** start of Page text **
I recently had an unrelated network outage where we had to take the DHCP server offline for a few hours and had an interesting thing happen.  As soon as the server was shut down all f my DHCP registered phones said "IP Address Released" and then would not come back up until the DHCP server was back online.  Intersetingly also, there was one live voice conversation going when this happened it that call stayed up until the phone was hung up and then it too released it's IP and no longer functioned.

All of the leases and then been renewed for time lasting well past this planned outage.  I am wondering if this is because of some keepalive failing?  If so what keepalive would it be and how would I prevent this from being a problem again?

Thanks for any asistance.

6 Replies 6

Tommer Catlin
VIP Alumni
VIP Alumni

Phones do not rely on heartbeats to the DHCP server unless the DHCP server was your CUCM server.    Take for example if my DHCP server was my Cisco IOS router at a remote site.  If I reboot this, the phones do not reboot.

If the network path between the phone and the CUCM server (s) listed on the phones Primary, Secondary list are not available, the phones will try and fall into SRST mode if available, or simply go "Registering..." and will keep trying to its last know TFTP server.  If no TFTP server is available, it may keep rebooting if I recall.

Sounds like you had a break in your network between the phones and the CUCM servers, unrelated to a DHCP server being down.

The only other reason, would be the lease about to expire on the phoens and the phones were getting ready to request another lease.  If that was cause, it could have been just bad timing.  Its hard to say now because the lease has been renewed and the phones are online.   Check the lease renweal time and keep an eye on it.

Thanks for the reply!

My DHCP server is not the same server as my CUCM server.  Completely seperate boxes actually.  The leases were nowhere near expiration.  There was no interuption between CUCM and the phones, only the DHCP server.  This was actually a scheduled outage for the DHCP server, and we extended all the phone DHCP leases up to 8 days which left them all with at least 3 days left before they expired.  So I know it wasn't just a bad timing issue, I wish it was that simple.
** end of Page text **
** start of Record set **
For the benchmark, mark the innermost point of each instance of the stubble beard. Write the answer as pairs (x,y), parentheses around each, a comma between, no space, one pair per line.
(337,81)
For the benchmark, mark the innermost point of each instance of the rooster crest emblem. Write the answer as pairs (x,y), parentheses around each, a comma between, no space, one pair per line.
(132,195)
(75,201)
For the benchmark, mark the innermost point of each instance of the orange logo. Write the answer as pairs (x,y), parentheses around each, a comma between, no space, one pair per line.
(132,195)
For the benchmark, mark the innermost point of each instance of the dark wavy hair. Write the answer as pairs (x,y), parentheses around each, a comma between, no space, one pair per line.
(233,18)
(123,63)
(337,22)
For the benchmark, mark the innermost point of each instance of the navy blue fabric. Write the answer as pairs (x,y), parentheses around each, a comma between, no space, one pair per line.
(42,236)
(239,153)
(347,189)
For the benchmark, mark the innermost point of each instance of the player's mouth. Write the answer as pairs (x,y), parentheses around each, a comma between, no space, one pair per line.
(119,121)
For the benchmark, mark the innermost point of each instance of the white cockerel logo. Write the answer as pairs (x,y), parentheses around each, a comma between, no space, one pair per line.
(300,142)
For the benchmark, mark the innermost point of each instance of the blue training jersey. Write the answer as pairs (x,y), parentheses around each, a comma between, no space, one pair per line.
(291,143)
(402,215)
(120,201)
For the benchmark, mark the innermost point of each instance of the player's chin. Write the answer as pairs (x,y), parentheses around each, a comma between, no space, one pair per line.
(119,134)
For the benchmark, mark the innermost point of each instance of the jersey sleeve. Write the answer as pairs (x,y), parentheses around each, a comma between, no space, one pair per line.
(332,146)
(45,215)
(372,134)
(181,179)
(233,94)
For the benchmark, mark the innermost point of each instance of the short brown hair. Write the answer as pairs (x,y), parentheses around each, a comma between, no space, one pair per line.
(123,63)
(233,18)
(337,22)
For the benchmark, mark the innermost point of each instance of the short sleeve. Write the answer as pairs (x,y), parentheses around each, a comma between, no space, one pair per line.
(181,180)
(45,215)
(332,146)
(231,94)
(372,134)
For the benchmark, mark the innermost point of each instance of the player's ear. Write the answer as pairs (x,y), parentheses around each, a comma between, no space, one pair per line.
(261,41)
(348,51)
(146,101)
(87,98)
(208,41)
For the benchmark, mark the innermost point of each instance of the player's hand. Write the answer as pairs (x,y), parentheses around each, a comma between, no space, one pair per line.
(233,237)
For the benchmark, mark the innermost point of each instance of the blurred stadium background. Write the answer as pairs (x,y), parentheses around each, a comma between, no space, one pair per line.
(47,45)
** end of Record set **
* _Work to do_:
1 > Do these statements agree with the DHCP outage thread? Answer yes or no for each, quoting the words that decide it: (a) The DHCP server and the CUCM server are the same machine. (b) The one live call stayed up until the phone was hung up. (c) The phone leases had been extended up to 8 days before the outage.
2 > Could you reproduce, word for word, the part of the DHCP outage thread starting at "Sounds like you" and ending at "an eye on it."?

* _Exercise responses_:
1 >
(a) No: "My DHCP server is not the same server as my CUCM server."
(b) Yes: "that call stayed up until the phone was hung up"
(c) Yes: "we extended all the phone DHCP leases up to 8 days"

2 >
Sounds like you had a break in your network between the phones and the CUCM servers, unrelated to a DHCP server being down.

The only other reason, would be the lease about to expire on the phoens and the phones were getting ready to request another lease.  If that was cause, it could have been just bad timing.  Its hard to say now because the lease has been renewed and the phones are online.   Check the lease renweal time and keep an eye on it.